===== Listed entries =====
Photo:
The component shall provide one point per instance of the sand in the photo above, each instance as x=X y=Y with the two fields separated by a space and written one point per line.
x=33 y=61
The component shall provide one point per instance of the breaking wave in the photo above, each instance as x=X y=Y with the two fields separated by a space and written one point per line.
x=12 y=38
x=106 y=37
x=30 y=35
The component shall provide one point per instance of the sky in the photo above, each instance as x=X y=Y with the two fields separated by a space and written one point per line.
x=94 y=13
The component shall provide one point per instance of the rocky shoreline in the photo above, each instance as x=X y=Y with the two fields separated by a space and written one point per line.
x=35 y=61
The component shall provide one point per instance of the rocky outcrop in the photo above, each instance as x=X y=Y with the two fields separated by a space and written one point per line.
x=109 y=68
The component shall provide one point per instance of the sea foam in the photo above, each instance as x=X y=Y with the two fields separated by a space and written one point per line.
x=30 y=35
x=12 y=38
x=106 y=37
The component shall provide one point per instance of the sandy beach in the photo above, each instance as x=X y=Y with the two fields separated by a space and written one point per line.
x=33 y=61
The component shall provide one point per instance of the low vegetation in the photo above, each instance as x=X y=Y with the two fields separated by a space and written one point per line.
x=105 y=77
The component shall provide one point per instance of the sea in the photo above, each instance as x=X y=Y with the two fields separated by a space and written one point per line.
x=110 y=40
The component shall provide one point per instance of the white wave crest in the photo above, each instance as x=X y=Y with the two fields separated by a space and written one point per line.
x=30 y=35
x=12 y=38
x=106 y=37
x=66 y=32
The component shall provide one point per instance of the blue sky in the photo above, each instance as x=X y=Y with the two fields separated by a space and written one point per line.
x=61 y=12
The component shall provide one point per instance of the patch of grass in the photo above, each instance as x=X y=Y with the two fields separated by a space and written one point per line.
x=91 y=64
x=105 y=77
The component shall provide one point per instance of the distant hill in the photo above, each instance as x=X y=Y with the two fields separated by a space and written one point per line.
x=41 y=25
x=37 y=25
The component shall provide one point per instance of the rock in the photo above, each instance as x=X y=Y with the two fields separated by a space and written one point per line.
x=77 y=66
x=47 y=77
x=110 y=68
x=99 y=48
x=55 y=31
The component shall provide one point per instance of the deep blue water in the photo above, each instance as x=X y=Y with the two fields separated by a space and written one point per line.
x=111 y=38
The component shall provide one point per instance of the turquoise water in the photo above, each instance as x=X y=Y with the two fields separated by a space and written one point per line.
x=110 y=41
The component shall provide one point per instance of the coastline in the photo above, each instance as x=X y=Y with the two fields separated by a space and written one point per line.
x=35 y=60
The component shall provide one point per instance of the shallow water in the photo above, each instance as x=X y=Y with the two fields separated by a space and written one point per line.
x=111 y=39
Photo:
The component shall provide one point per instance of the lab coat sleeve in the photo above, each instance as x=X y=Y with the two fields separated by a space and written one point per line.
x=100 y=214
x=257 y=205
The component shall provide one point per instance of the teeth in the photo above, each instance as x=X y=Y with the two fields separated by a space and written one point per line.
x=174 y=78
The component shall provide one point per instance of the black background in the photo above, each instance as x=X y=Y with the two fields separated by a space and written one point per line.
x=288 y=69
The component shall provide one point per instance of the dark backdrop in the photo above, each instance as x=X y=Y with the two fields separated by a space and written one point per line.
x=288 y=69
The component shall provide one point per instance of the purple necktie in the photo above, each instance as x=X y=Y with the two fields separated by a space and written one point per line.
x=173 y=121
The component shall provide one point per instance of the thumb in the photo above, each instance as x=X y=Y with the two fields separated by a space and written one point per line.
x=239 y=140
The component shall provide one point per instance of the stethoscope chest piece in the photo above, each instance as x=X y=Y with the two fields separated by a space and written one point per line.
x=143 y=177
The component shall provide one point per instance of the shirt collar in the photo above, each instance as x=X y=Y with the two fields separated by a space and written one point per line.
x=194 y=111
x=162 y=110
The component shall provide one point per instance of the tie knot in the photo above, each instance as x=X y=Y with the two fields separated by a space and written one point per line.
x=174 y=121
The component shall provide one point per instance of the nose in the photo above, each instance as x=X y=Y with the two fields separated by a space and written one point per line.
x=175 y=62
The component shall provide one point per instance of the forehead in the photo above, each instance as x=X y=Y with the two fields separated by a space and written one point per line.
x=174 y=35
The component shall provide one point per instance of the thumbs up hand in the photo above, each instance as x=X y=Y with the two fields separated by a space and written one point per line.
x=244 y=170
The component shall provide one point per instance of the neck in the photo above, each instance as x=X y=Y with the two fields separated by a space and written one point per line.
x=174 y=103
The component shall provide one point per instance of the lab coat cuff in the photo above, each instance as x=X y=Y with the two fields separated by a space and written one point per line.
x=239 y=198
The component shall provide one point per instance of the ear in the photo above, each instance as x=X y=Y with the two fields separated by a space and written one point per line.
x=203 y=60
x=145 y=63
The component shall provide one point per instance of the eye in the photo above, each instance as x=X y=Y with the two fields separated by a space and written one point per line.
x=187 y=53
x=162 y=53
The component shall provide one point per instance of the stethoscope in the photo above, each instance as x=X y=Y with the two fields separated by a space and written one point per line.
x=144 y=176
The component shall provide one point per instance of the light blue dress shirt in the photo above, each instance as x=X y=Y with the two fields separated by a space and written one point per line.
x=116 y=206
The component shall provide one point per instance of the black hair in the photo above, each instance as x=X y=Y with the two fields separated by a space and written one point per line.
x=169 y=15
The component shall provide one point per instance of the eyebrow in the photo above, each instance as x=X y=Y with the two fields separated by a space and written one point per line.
=====
*Task directions:* Can you write out the lines starting at the one containing "The component shall provide one point per instance of the purple" and ending at the one containing "x=143 y=177", substituting "index finger" for "thumb" and leaving everything else as it is?

*Result for this exercise:*
The component shall provide one point per instance of the purple necktie in the photo above, each instance as x=X y=Y with the two fields separated by a space and written one point per line.
x=173 y=121
The component shall provide one point per instance of the index finger in the photo above, each instance as x=X y=Y with the two fields separated by a space and written one point per line.
x=239 y=140
The component shall provide one point per instance of the stethoscope chest piece in the photo above, each instance as x=X y=Y with the two fields separated by a space and written one point per line.
x=143 y=177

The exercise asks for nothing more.